Collected data entries:

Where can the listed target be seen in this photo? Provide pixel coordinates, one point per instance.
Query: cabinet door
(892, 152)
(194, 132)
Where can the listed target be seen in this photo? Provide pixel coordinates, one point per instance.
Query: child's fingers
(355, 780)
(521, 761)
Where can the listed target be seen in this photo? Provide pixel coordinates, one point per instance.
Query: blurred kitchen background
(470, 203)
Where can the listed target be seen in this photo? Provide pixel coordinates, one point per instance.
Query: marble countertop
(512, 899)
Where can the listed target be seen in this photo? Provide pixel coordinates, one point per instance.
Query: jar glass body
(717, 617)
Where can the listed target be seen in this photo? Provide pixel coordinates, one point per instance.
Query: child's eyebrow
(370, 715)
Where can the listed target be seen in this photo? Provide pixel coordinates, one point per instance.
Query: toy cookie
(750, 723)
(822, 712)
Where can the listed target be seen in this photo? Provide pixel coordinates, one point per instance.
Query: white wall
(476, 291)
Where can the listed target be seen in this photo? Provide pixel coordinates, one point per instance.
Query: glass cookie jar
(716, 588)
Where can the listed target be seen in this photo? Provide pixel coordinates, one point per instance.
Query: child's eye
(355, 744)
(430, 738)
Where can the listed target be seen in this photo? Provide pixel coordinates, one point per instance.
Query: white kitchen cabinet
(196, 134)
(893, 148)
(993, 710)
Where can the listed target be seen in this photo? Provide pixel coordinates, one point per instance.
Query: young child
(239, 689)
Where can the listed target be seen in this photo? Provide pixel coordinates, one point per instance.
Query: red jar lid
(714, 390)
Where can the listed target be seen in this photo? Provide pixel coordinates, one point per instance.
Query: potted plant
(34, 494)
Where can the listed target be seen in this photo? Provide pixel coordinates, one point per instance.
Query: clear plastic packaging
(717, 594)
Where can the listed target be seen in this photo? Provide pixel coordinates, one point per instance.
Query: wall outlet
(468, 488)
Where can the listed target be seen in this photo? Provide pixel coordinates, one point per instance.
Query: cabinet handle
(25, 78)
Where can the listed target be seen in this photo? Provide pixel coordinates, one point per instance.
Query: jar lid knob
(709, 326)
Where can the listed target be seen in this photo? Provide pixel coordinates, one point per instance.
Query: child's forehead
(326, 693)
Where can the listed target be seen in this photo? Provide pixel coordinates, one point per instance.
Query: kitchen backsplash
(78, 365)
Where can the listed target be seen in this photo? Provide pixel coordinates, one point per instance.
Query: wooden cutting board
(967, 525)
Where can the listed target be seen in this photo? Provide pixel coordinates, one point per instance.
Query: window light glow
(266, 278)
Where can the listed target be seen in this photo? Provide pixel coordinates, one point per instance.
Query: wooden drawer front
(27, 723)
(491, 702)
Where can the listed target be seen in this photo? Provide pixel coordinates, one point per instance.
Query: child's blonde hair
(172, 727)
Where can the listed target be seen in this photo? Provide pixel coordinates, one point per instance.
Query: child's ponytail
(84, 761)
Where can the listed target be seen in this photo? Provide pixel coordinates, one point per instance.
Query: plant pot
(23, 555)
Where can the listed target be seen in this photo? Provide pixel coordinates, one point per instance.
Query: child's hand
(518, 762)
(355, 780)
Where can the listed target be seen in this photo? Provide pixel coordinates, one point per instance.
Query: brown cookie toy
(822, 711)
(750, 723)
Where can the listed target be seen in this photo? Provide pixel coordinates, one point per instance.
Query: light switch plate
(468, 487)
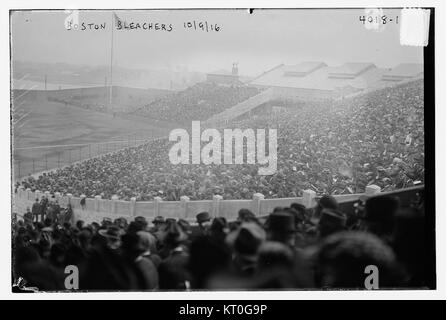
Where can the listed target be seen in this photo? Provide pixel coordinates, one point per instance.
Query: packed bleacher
(198, 102)
(292, 248)
(329, 147)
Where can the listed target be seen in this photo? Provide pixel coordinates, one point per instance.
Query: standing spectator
(28, 217)
(36, 210)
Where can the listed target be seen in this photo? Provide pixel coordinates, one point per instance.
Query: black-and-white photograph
(222, 149)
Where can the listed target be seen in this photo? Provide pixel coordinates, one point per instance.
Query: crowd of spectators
(292, 248)
(198, 102)
(330, 147)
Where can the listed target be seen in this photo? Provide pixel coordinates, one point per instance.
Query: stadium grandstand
(348, 192)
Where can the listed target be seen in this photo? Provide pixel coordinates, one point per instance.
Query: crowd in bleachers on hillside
(329, 147)
(293, 248)
(199, 102)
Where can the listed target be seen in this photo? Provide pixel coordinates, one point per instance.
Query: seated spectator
(343, 257)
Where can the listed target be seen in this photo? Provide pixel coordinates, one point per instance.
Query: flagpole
(111, 63)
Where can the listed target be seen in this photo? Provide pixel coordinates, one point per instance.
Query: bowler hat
(158, 219)
(247, 239)
(203, 217)
(112, 232)
(328, 202)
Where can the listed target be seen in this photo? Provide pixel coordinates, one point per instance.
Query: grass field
(47, 134)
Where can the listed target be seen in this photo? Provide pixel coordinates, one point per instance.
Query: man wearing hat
(325, 202)
(281, 227)
(379, 216)
(158, 222)
(204, 222)
(331, 221)
(113, 236)
(36, 210)
(28, 216)
(245, 241)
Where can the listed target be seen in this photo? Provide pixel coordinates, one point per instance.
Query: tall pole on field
(111, 62)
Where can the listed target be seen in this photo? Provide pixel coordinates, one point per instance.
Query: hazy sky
(258, 41)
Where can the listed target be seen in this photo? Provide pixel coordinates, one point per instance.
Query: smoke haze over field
(257, 41)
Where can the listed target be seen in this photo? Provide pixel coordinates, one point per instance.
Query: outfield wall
(96, 209)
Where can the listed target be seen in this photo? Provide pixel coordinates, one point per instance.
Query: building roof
(405, 70)
(351, 69)
(358, 76)
(303, 68)
(319, 76)
(222, 72)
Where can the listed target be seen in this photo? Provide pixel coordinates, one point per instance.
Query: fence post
(133, 206)
(216, 199)
(96, 203)
(256, 199)
(308, 199)
(157, 201)
(114, 200)
(184, 200)
(20, 191)
(69, 196)
(372, 189)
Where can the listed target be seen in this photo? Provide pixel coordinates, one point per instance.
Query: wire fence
(62, 155)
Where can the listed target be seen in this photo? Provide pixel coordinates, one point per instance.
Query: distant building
(225, 77)
(315, 80)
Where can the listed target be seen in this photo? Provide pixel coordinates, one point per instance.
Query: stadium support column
(216, 200)
(20, 192)
(97, 200)
(69, 196)
(133, 206)
(157, 201)
(184, 200)
(114, 204)
(372, 189)
(308, 199)
(256, 201)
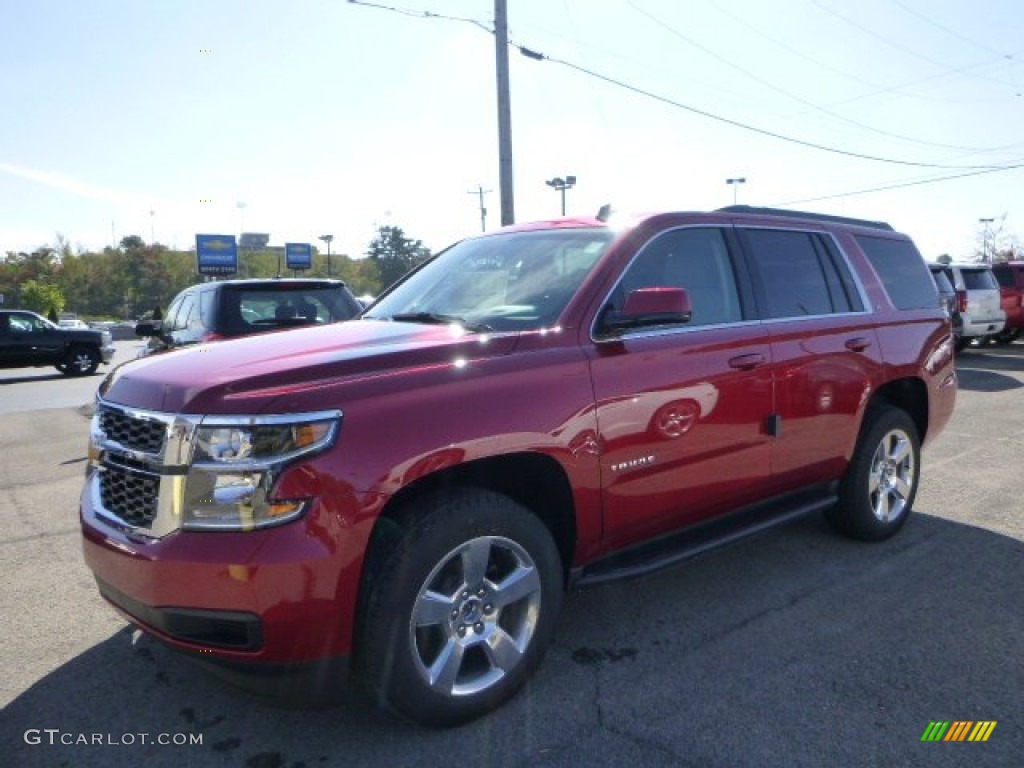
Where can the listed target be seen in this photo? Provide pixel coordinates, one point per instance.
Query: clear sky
(313, 117)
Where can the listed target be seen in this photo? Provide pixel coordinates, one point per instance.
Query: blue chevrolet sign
(216, 254)
(298, 255)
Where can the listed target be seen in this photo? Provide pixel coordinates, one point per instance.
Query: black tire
(878, 491)
(460, 609)
(81, 360)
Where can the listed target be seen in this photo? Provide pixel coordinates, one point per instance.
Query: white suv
(978, 301)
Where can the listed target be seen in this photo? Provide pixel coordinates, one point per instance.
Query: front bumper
(280, 596)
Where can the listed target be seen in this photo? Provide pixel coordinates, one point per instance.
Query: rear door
(681, 409)
(983, 299)
(825, 356)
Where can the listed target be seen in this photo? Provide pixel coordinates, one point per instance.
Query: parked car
(407, 498)
(948, 299)
(1010, 275)
(28, 339)
(978, 301)
(225, 309)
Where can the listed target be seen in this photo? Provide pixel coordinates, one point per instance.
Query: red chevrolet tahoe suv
(407, 497)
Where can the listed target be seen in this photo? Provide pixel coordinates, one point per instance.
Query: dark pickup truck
(28, 339)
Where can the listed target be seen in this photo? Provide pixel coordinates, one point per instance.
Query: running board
(674, 548)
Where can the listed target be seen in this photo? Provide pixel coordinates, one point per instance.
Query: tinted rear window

**WHAT IS REQUIRED**
Copy out all of the entries exactly as they stand, with no pictures in your copy.

**EXERCISE RESPONSE**
Where can the listed target be seen in this photo? Provide pixel coordinates, one point per instance.
Query: cabinet door
(892, 152)
(194, 132)
Where can the listed target be seen in this photo? Provide pixel coordinates, one point per instance.
Query: child's fingers
(355, 780)
(521, 761)
Where can the listed target be seen in this photo? Provide pixel coordinates, one point per instance.
Query: blurred kitchen background
(470, 203)
Where can the listed target be seen in this photo? Provide pixel coordinates, one point per instance.
Query: marble countertop
(512, 899)
Where can the listed target be seen in this photo? Provide pixel coordinates, one point per instance.
Query: jar glass body
(717, 617)
Where can the listed target be seen in this photo? Provide pixel coordinates, one point per instance.
Query: child's eyebrow
(370, 715)
Where can the listed target be seen in this photo? Provide pixel coordinates, one point per instance.
Query: toy cookie
(750, 723)
(822, 712)
Where can the listed target be seen in this photo? Provide pixel coordinates, one point per instance.
Query: white wall
(476, 291)
Where can the listed target be seen in this photo? Provide pixel coordinates, one point per instance.
Query: glass cookie jar
(716, 588)
Where can the listed target be seen in this photo? Provide pixel coordinates, one point per instance.
Query: child's eye
(355, 744)
(430, 738)
Where can the listed target be seen in this photo? Provide pixel coordinates, one point per instance.
Query: white kitchen cabinet
(196, 134)
(893, 148)
(993, 710)
Where can the listed target be seen in this photo? Provide pixel coordinates, one point per instance.
Query: young child
(239, 689)
Where can the listed target be seen in this photo? Provide pixel coordinates, one point per instance.
Query: red jar lid
(714, 390)
Where can the listed target be seen in this photo? Provide pixel coordinates, one point per instance.
Query: potted plant
(34, 494)
Where can the listed target be seen in this photo? Provide pixel coordinates, one point per instance.
Query: clear plastic packaging
(717, 594)
Where can the listed target be seen in this photo? Provide pixel coordinates, one point per instance.
Query: wall outlet
(468, 488)
Where can the listed target be seen in this photo? Provide pixel coordinates, one point per instance.
Query: cabinet handle
(25, 78)
Where can the listed target be seen in this photo? Provide pixel coordinates, one point per instance.
Query: jar lid knob
(709, 326)
Where can the listed target be seen in this photo? Provide pixel coordinates, one point per instance.
Query: child's forehead
(326, 693)
Where can the listed target be seen in this photo? Provide pixel coordinates, one point per instance.
Query: kitchen backsplash
(78, 365)
Where can the listed target be seen in this photo? Provide pixel coordinates, one point per instance.
Query: wooden cutting board
(967, 525)
Where can the listed target be seen in this photo? Provide pixel coordinates, one point per instance.
Query: window light glow
(266, 278)
Where can the listed target be seen in this photo? Provide pixel coordinates, one point per instance.
Query: wooden drawer front
(27, 723)
(491, 702)
Where can the listed target be seen in this photo? Provide pixel coordinates, one point per instance.
Query: child's blonde hair
(172, 727)
Where can the listed target be seen in this photo? Provide pixel coordinates, one point per instance.
Query: child's ponytail
(84, 761)
Where can the listed target be seen in this photo? Provide pixel coordinates, one point per instance.
Query: plant pot
(23, 555)
Where can the listed target be seen in this photo? Provide pixel coordinates, one point per instance.
Query: child's hand
(518, 762)
(355, 780)
Where can the listed target be seen in this photo? Provide pixel coordinates, one point per instance.
Query: brown cookie toy
(822, 711)
(750, 723)
Where can the listed target be seen in this photo? Provide pixel coordinates, one point per instance.
Query: light switch plate
(468, 487)
Where can the listed target be seen in this photo? Provide pixel coordinates, one point per instance.
Query: packed bleacher
(198, 102)
(292, 248)
(329, 147)
Where can the listed target be seen in this photo? Provide pixel coordinates, one point per instance.
Query: standing spectator
(28, 217)
(36, 210)
Where can the listed target be seen in this photo? Provide pixel coordinates, one point per instance.
Query: black-and-white photograph
(222, 149)
Where can the listed target be seen in this photo? Provide pixel coordinates, one point per instance.
Query: crowd of spectators
(292, 248)
(198, 102)
(330, 147)
Where can the listed target be seen in this photo? Provide pixel coordinates, one point per instance.
Query: stadium grandstand
(348, 192)
Where can the listed target be seen in this photo? Provide pixel coordinates, one point per instance.
Query: crowd in bleachers on hillside
(329, 147)
(293, 248)
(199, 102)
Where can the listed target be seen in this photo? Provide pixel coordinates, one point per instance.
Query: seated spectator
(343, 257)
Where can the listed target be seen in this photo? Provide pixel coordinates, one point per instance.
Query: flagpole
(111, 63)
Where can the listed target be seen in this photo? Provide pixel coordinates, one point per instance.
Query: bowler hat
(158, 219)
(247, 239)
(203, 217)
(112, 232)
(328, 202)
Where can the listed target be seen in this photo? Provide pixel coordinates, one point per instance.
Query: grass field
(47, 134)
Where can the listed target be seen in this photo? Provide pixel coordinates, one point per instance.
Query: man wearing hat
(325, 202)
(281, 227)
(379, 216)
(158, 222)
(204, 222)
(331, 221)
(113, 236)
(36, 210)
(28, 216)
(245, 241)
Where can the listed target be seen in this photo? Provide pixel coordinates, one point per instance.
Query: tall pole on field
(111, 62)
Where can the listed target be seen in this photo? Provide pixel coordinates, one point per instance.
Query: hazy sky
(258, 41)
Where can the listed target be seen in this photo? Provide pixel coordinates, one point per instance.
Query: smoke haze over field
(257, 41)
Where can the listed target be seen in this photo? Provide pixel coordinates, one point per instance.
Query: outfield wall
(96, 209)
Where can the listed target be seen in this photo? Provide pixel coordinates, one point per instance.
Query: building roof
(405, 70)
(351, 69)
(358, 76)
(303, 68)
(319, 76)
(222, 72)
Where can the listed target be seen in this photo? Provide pixel coordinates, one point per instance.
Query: fence post
(133, 206)
(216, 199)
(96, 203)
(256, 199)
(308, 199)
(157, 201)
(114, 200)
(184, 200)
(20, 191)
(69, 196)
(372, 189)
Where can the listed target be seen in this photo? Provide pixel coordinates, one point per instance.
Query: wire fence
(62, 155)
Where can the listed target be seen in this photo? Provide pixel coordinates, one point per instance.
Query: distant building
(225, 77)
(315, 80)
Where can the listed target be seen in this photo? Provide pixel coordinates, one point per instance.
Query: stadium support column
(216, 200)
(20, 192)
(97, 200)
(69, 196)
(133, 206)
(157, 201)
(184, 200)
(114, 204)
(372, 189)
(308, 199)
(256, 201)
Where can the listed target be seen in this photo? Provide pixel coordinates, one point per instance.
Query: clear sky
(313, 117)
Where can the listed target be seen in this photo? Provide pixel coordinates, one point per instance.
Query: blue chevrolet sign
(216, 254)
(298, 255)
Where can the listed target be seen in this photo? Provide pixel coordinates, one point per instance.
Query: black tire
(878, 491)
(460, 609)
(81, 360)
Where can the listed target be seen in this photo? Provide pixel coordinates, one point per instance.
Query: white suv
(978, 301)
Where can the listed target be seen in this photo? Provide pixel coordinates, one point per instance.
Query: front bumper
(280, 596)
Where can the listed target be seen in this photo? Provide pixel coordinates, one point per instance.
Query: rear door
(681, 409)
(983, 299)
(825, 356)
Where can the listed target be seen in this photo? Provide pixel coordinates, one point per instance.
Query: parked car
(407, 498)
(948, 299)
(1010, 275)
(28, 339)
(978, 301)
(225, 309)
Where can the listed target be seen in this photo? Provide pixel coordinates, one point per instance.
Query: red chevrolet tahoe suv
(407, 497)
Where can the listed target be seen in this photo? Provide pixel coordinates, one point per instance.
Query: dark pickup truck
(28, 339)
Where can the listed target be seen in this photo? Provide pixel coordinates, one point per instance.
Query: running board
(674, 548)
Where can the listed target be seen in this photo? Provide pixel coordinates, one point per instance.
Query: tinted rear window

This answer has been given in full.